MATERIAL FOR THE TASK:
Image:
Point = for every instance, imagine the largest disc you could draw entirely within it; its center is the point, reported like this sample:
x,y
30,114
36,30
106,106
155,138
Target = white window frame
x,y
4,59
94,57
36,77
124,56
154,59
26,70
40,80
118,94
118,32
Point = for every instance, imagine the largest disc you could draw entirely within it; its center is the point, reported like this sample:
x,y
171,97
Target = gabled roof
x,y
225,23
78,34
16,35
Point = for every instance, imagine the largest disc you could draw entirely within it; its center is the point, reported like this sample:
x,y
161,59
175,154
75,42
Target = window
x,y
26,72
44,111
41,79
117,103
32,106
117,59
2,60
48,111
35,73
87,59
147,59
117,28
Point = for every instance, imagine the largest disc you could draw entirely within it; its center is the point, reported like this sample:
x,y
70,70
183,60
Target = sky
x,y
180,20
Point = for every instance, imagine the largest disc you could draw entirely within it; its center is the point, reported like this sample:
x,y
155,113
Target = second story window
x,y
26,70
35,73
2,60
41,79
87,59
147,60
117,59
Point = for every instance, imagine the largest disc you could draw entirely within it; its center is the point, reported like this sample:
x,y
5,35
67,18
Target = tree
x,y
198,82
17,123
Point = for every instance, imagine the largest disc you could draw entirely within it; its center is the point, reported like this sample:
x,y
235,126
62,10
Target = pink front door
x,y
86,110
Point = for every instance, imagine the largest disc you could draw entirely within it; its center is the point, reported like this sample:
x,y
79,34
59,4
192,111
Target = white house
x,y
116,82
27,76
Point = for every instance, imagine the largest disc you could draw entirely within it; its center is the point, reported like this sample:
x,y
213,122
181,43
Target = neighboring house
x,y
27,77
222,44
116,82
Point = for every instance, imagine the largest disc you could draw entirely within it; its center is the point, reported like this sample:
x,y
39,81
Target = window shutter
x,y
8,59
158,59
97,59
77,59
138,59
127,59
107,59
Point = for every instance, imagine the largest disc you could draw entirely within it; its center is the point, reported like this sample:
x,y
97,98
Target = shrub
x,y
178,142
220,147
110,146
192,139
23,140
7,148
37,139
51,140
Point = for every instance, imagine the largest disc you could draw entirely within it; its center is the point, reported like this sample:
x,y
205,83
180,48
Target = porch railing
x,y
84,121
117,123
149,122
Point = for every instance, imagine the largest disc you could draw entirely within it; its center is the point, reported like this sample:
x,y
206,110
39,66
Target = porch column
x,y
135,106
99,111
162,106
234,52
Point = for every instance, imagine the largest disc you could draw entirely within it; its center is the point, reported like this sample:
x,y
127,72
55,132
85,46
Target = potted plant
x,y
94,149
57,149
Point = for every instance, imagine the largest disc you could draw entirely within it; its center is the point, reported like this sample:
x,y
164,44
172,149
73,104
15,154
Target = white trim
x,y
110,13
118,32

PROBLEM DETAILS: Each line of the data must be retyped exactly as written.

EXPECTED ANSWER:
Image:
Point = for every instance, imagine the largest disc you could draw entirely within it; its center is the point, reported like this sample:
x,y
30,114
36,30
106,106
155,138
Target = white window frame
x,y
4,59
94,57
36,77
124,56
154,59
26,70
40,80
118,94
118,32
Point = for every instance, imagine the largest disc you could draw entirely within it; its center is the point, reported like this sample:
x,y
171,97
Target = gabled roof
x,y
225,23
78,34
16,35
Point = for every instance, imagine the largest disc you could draw entirely within it; its center is the point, reported like this sample:
x,y
161,59
175,154
75,42
Target = window
x,y
26,72
44,111
41,79
117,103
32,106
117,59
2,60
48,111
35,73
87,59
147,59
117,28
Point = for every instance, imagine the largest disc you could draw entirely within it; its center is the point, reported like this sample:
x,y
70,70
183,60
Target = sky
x,y
180,20
Point = for every instance, imagine the largest disc you could draw entirely within it; its center is the point, reported like this sample:
x,y
155,113
Target = second story window
x,y
26,70
35,73
2,60
41,79
87,59
147,60
117,59
Point = for every instance, imagine the largest disc you could draw entirely within it; its center is the point, reported like this sample:
x,y
5,35
67,18
Target = tree
x,y
198,82
17,123
Point = for every instance, imagine the largest disc you could draw entirely within it; its center is the point, reported like this sample:
x,y
235,126
62,10
Target = pink front door
x,y
86,110
Point = for every instance, imagine the largest disc you could draw entirely within it; its center is the point, reported like this sample:
x,y
79,34
59,4
192,111
Target = white house
x,y
116,82
27,76
Point = for every instance, imagine the largest disc you could draw entirely within it; its center is the point, reported like this sample:
x,y
213,122
181,43
Target = neighboring house
x,y
27,77
222,44
116,82
Point = for every instance, imagine the largest disc you could draw entirely within it; its center is the point, reported like this sample:
x,y
39,81
Target = window shutter
x,y
8,59
158,59
97,59
77,59
138,59
127,59
107,59
Point = for every instance, imagine the largest disc you could draw entirely within it; its center is the point, reported like this sample:
x,y
97,98
Target = shrub
x,y
178,142
220,147
110,146
192,139
23,140
7,148
37,139
51,140
Point = for every instance, imagine the largest disc you could draw entirely within it; its center is the point, reported like this sample:
x,y
205,83
180,48
Target = porch railing
x,y
84,121
117,123
149,122
Point = for every instance, imagine the largest disc you could draw entirely within it; its center is the point, reported like this sample:
x,y
206,110
39,66
Target = porch column
x,y
135,106
99,111
162,106
234,52
Point = for every instance, imagine the largest disc you could draw entirely within it; its center is the point, reported like this sample:
x,y
127,72
55,132
85,46
Target = potted plant
x,y
94,149
57,149
Point = for every instance, imagine the largest disc you could draw entirely within it; its center is the point, reported like this sample:
x,y
164,44
172,149
73,104
15,154
Target = white trim
x,y
110,13
118,32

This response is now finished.